- [WORK TO COMPLETE]:
Lines before the one containing "Labeling tool prompt: highlight every green" are to be left out; that line and every line after it, through the last line below, are to be reproduced exactly.

- [Phrase grounding data]:
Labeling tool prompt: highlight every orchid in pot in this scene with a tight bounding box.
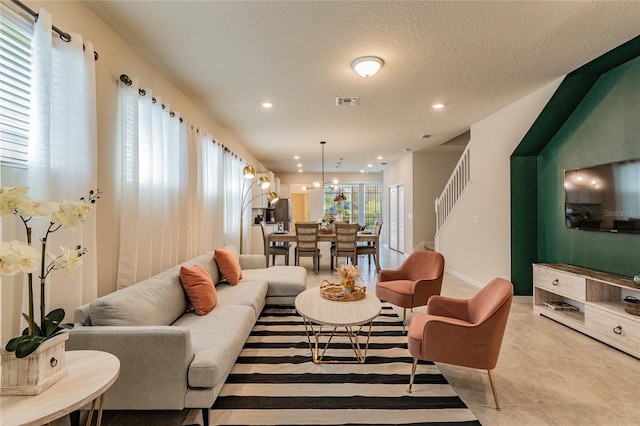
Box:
[0,185,99,358]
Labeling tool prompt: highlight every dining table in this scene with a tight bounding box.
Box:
[266,230,380,270]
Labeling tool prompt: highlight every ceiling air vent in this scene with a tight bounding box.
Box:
[336,97,359,106]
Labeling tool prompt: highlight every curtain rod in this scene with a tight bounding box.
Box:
[120,74,184,123]
[120,73,247,164]
[10,0,99,61]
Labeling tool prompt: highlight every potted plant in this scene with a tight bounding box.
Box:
[0,186,99,395]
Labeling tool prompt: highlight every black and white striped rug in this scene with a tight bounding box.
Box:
[186,304,480,425]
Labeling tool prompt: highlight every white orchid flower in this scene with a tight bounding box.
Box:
[0,240,40,275]
[51,198,93,230]
[0,186,30,216]
[48,246,83,277]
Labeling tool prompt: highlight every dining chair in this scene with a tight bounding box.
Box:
[330,223,359,270]
[356,221,382,271]
[375,250,445,331]
[294,222,321,274]
[407,277,514,410]
[260,221,290,266]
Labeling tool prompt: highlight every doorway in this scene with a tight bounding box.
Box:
[388,184,405,253]
[291,193,309,224]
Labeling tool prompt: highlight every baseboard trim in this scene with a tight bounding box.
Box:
[444,268,484,288]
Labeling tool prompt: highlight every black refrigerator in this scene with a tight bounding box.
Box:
[273,198,292,231]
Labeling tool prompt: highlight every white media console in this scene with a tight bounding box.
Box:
[533,263,640,358]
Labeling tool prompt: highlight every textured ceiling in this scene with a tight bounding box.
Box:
[83,1,640,174]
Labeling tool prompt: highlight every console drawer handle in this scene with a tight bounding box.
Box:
[552,279,559,286]
[613,325,622,335]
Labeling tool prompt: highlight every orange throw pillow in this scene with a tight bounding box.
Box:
[179,265,217,315]
[214,249,243,285]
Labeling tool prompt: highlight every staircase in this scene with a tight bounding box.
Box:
[435,146,471,235]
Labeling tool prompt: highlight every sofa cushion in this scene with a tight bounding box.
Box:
[90,267,188,326]
[172,305,255,388]
[214,249,242,285]
[215,279,268,315]
[188,253,221,285]
[179,265,217,315]
[241,266,307,297]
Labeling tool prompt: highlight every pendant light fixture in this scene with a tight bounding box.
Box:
[313,141,327,188]
[334,158,347,202]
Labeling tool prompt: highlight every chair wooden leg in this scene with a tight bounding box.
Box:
[408,358,418,393]
[487,369,501,411]
[402,308,407,332]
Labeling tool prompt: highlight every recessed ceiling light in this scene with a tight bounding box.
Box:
[431,103,445,109]
[294,155,300,160]
[298,169,303,173]
[297,163,302,167]
[367,164,373,168]
[377,155,383,160]
[360,169,365,173]
[302,186,307,191]
[403,148,412,153]
[262,102,273,108]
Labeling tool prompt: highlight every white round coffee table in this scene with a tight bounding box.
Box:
[0,350,119,426]
[295,287,382,363]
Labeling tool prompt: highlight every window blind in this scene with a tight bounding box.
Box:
[0,4,33,169]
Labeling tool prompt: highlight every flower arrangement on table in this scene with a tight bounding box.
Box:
[321,214,335,224]
[0,186,100,358]
[319,214,336,233]
[337,264,362,292]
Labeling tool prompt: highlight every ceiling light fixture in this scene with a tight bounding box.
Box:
[262,102,273,108]
[351,56,384,77]
[334,158,347,202]
[431,103,445,109]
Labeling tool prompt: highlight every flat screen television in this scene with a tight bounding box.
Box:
[564,158,640,233]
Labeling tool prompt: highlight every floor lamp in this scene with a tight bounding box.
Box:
[240,165,279,253]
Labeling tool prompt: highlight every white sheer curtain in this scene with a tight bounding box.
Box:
[26,9,98,316]
[194,131,225,252]
[117,79,185,288]
[224,153,243,249]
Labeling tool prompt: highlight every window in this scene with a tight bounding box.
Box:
[0,5,32,169]
[324,183,382,227]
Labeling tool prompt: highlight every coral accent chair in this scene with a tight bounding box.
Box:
[375,250,445,331]
[407,277,514,410]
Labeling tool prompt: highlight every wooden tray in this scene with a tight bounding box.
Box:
[320,281,366,301]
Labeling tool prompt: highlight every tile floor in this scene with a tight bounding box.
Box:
[54,245,640,425]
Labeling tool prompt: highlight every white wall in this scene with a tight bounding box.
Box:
[412,151,462,249]
[383,152,462,254]
[383,154,413,252]
[437,78,563,287]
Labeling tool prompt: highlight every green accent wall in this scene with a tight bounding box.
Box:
[511,35,640,295]
[537,58,640,274]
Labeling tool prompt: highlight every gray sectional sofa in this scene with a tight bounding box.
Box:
[66,246,307,424]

- [RESPONSE]:
Labeling tool prompt: highlight every green accent wall in this scene with a tight bounding box.
Box:
[511,35,640,295]
[537,58,640,274]
Labeling tool prompt: highlight every gray sectional sofa in this scene with a tight bounding box.
Box:
[66,246,307,424]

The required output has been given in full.